[Region-labeling items]
## BEGIN

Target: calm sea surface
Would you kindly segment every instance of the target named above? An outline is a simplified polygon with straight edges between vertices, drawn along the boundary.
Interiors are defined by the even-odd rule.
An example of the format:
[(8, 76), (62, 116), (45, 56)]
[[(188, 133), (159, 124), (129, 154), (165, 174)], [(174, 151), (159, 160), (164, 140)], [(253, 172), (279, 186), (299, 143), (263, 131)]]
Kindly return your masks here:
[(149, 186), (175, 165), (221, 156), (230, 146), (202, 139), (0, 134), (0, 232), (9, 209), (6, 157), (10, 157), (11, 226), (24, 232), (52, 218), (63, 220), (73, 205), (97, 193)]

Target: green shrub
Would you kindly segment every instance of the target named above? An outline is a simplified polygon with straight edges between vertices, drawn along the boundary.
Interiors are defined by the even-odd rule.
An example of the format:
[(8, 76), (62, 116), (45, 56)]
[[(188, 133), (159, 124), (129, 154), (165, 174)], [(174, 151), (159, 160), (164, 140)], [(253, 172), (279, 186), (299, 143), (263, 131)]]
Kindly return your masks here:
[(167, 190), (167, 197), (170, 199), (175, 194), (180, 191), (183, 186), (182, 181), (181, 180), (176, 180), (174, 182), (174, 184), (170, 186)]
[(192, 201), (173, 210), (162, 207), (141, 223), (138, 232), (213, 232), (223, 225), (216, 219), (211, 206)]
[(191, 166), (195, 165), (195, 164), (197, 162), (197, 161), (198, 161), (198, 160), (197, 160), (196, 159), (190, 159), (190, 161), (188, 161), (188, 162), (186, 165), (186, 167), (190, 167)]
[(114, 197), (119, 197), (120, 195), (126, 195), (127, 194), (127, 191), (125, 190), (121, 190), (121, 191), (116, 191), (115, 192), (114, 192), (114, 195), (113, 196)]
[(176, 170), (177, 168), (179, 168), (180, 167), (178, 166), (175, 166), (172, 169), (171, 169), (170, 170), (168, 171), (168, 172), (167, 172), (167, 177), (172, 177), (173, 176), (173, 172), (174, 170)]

## END

Goal of the exercise> Switch every occurrence of "even-odd rule" in the lines above to "nonzero winding rule", and reproduce everything else unchanged.

Result>
Target: calm sea surface
Would you kindly segment every instance of the target named above? An outline is a simplified polygon with straight edges between vertices, drawn along the boundary.
Interiors are defined by the nonzero winding rule.
An example of the format:
[(8, 76), (62, 116), (45, 56)]
[[(188, 133), (159, 124), (129, 154), (165, 174)], [(174, 151), (159, 160), (164, 140)], [(253, 172), (279, 186), (299, 143), (263, 131)]]
Kindly return your masks here:
[(149, 186), (175, 165), (221, 156), (230, 146), (202, 139), (0, 134), (0, 232), (9, 209), (6, 157), (10, 157), (11, 226), (24, 232), (52, 218), (63, 220), (73, 205), (97, 193)]

Target: green shrub
Would you kindly segment every instance of the target named above? An outline is a simplified polygon with straight edges between vertices, drawn along the boundary.
Interiors are defined by the nonzero winding rule.
An example of the format:
[(8, 76), (62, 116), (45, 56)]
[[(188, 133), (159, 124), (129, 154), (165, 174)], [(174, 151), (159, 160), (164, 140)], [(253, 172), (279, 186), (299, 143), (263, 131)]]
Kindly return your masks here:
[(167, 190), (167, 197), (170, 199), (175, 194), (180, 191), (183, 186), (182, 181), (181, 180), (176, 180), (174, 182), (174, 184), (170, 186)]
[(192, 201), (173, 210), (162, 207), (141, 223), (138, 232), (213, 232), (223, 225), (216, 219), (211, 206)]
[(191, 166), (195, 165), (195, 164), (197, 162), (197, 161), (198, 161), (198, 160), (197, 160), (196, 159), (190, 159), (190, 161), (188, 161), (188, 162), (186, 165), (186, 167), (190, 167)]
[(114, 197), (119, 197), (120, 195), (126, 195), (127, 194), (127, 191), (125, 190), (121, 190), (121, 191), (116, 191), (115, 192), (114, 192), (114, 195), (113, 196)]
[(176, 170), (177, 168), (179, 168), (180, 167), (178, 166), (175, 166), (172, 169), (171, 169), (170, 170), (168, 171), (168, 172), (167, 172), (167, 177), (172, 177), (173, 176), (173, 172), (174, 170)]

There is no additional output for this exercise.